-- Begin DATA EXCERPTS --

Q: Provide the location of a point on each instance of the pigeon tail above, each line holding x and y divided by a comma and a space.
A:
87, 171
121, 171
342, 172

-- End DATA EXCERPTS --

■ **BRIEF**
Copy out each of the rows above word for word, leaving nothing out.

■ **RESULT OF THE EXERCISE**
Q: Provide the location of a point on each instance of the pigeon tail above, each line holding x and y divided by a comma and a space.
A:
87, 171
121, 171
342, 172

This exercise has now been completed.